Start of EXTRACTED INFORMATION

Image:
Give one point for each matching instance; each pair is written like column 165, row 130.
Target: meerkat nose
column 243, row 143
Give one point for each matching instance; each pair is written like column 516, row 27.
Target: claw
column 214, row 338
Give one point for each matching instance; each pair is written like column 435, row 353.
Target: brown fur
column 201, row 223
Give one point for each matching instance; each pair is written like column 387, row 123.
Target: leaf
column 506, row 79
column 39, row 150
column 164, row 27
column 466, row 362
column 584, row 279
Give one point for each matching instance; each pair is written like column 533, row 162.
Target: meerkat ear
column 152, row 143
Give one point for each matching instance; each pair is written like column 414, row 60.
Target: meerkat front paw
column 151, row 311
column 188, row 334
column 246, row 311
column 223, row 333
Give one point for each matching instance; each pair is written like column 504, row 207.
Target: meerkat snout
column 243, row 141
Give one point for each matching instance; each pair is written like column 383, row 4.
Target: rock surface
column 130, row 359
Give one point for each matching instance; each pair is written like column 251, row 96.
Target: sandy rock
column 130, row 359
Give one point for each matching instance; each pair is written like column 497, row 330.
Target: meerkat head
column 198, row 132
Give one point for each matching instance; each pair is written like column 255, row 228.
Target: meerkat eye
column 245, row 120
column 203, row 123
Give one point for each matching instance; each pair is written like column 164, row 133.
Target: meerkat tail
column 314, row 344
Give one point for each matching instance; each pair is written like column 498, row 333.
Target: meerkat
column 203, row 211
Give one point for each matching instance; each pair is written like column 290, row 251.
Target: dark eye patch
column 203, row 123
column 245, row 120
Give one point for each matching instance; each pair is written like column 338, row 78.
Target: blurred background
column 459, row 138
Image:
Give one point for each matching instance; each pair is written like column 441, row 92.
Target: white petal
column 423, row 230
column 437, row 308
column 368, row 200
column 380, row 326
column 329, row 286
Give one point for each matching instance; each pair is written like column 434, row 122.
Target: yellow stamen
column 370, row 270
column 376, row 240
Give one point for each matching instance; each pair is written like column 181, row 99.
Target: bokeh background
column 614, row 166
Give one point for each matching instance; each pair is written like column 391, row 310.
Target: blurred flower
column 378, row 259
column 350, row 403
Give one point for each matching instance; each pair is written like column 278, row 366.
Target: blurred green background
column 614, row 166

End of EXTRACTED INFORMATION

--- YOUR GOAL ---
What do the records say? Quote them all exactly.

--- COMPLETED EXERCISE ---
Image:
Give one point for each matching instance; each pair is written like column 165, row 130.
Target: meerkat nose
column 243, row 143
Give one point for each matching instance; each pair is written like column 516, row 27.
Target: claw
column 214, row 338
Give one point for each matching instance; each pair is written like column 435, row 353.
Target: brown fur
column 201, row 223
Give one point for each matching instance; each pair is written like column 387, row 123.
Target: leaf
column 506, row 79
column 39, row 150
column 164, row 27
column 466, row 362
column 584, row 279
Give one point for each matching instance; each pair is written like column 533, row 162.
Target: meerkat ear
column 152, row 143
Give one point for each matching instance; each pair is written like column 414, row 60.
Target: meerkat front paw
column 151, row 311
column 188, row 334
column 246, row 311
column 223, row 333
Give one point for each matching instance; each pair is written like column 504, row 207.
Target: meerkat snout
column 243, row 141
Give one point for each matching instance; each pair is written like column 383, row 4.
Target: rock surface
column 130, row 359
Give one point for each matching instance; each pair is written like column 251, row 96.
Target: sandy rock
column 130, row 359
Give one point for each matching instance; each pair is written like column 497, row 330.
Target: meerkat head
column 198, row 132
Give one point for each matching instance; each pair is written like column 255, row 228.
Target: meerkat eye
column 245, row 120
column 203, row 123
Give one point for each matching instance; each pair is written like column 164, row 133.
Target: meerkat tail
column 314, row 344
Give one point for each matching instance; each pair is written like column 498, row 333.
Target: meerkat
column 203, row 211
Give one point for each matching instance; each pair is written like column 290, row 251.
Target: dark eye patch
column 203, row 123
column 245, row 120
Give one point for each matching instance; each pair is written like column 338, row 78.
Target: blurred background
column 459, row 138
Image:
Give one point for each matching instance; each pair is written like column 441, row 92.
Target: white petal
column 423, row 230
column 437, row 308
column 368, row 200
column 380, row 326
column 329, row 286
Give one point for each matching instance; each pair is written like column 434, row 122.
Target: yellow stamen
column 370, row 270
column 376, row 240
Give one point for each matching instance; each pair is written like column 181, row 99.
Target: bokeh background
column 614, row 166
Give one point for each matching instance; each pair is written like column 391, row 310.
Target: blurred flower
column 378, row 259
column 350, row 403
Give one point for each matching instance; each pair is written like column 278, row 366.
Target: blurred green background
column 614, row 166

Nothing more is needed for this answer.